Retype every entry in its entirety, without alteration.
________________
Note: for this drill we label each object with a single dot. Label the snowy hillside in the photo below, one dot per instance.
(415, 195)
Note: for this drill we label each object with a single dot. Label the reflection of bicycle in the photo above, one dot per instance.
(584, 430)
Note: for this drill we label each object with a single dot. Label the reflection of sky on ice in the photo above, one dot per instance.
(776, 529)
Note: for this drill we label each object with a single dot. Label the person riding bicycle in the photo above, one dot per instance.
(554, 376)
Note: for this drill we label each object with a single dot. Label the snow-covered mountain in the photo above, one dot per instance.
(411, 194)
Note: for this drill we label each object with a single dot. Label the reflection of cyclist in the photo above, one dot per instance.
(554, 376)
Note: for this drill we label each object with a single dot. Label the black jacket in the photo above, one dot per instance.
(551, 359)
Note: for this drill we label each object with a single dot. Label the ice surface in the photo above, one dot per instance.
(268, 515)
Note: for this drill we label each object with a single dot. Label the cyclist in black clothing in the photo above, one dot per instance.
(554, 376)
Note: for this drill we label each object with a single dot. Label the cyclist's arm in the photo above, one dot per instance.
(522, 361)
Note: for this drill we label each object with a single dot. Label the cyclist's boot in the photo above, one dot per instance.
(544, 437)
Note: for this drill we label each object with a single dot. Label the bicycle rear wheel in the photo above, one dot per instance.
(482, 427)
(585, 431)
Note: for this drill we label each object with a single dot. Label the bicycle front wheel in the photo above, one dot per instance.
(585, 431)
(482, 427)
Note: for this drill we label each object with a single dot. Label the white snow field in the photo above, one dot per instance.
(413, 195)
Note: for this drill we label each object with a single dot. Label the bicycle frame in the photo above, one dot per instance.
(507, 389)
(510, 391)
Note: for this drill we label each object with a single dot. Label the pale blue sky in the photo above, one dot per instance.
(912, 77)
________________
## Exercise answer
Note: for this drill we label each object with a single dot. Label the snowy hillside in the photo below, one dot per instance.
(415, 195)
Note: for this drill we label each object with a single dot. Label the reflection of bicycle in the photo above, one dot per instance.
(584, 430)
Note: for this drill we label each object with a single dot. Label the reflection of sky on ice in the photo above, one dot per instance.
(776, 529)
Note: for this drill we label each object with a single dot. Label the person riding bicycle in the photo above, one dot per instance.
(554, 376)
Note: for this drill we label each object with a single dot. Label the snow-covered mountain in the photo above, one dot per instance.
(411, 194)
Note: for this drill we label each object with a single dot. Label the reflection of cyclist in the photo above, one dot per instance.
(554, 376)
Note: for this drill we label each object with a single dot. Label the black jacket in the photo above, one dot per instance.
(551, 359)
Note: for this drill we label each object with a single dot. Label the ice surface in the photo above, one dot per instance.
(268, 515)
Note: for this drill we label each object with a single dot. Label the cyclist in black clothing in the photo above, one dot per instance.
(554, 376)
Note: for this drill we label each object with a single dot. Label the cyclist's arm in the photo above, one dot per instance.
(522, 361)
Note: for this drill we label each object with a single dot. Label the cyclist's boot in the photo above, one dot per instance.
(544, 437)
Note: for this drill we label each object with a single dot. Label the bicycle rear wheel in the photo above, one dot per instance.
(482, 427)
(585, 431)
Note: for this drill we label each object with a single dot. Label the bicycle front wheel in the photo above, one dot per instance.
(585, 431)
(482, 427)
Note: for this drill we label each object with a single dot. Label the white snow field in the photo above, one dot per instance.
(413, 195)
Note: for this drill we label each object with a single dot. Label the bicycle frame in the photo above, one dot per instance.
(507, 389)
(510, 391)
Note: for this drill we label each object with a single dot. Label the pale blue sky in the photo above, one dot per instance.
(912, 77)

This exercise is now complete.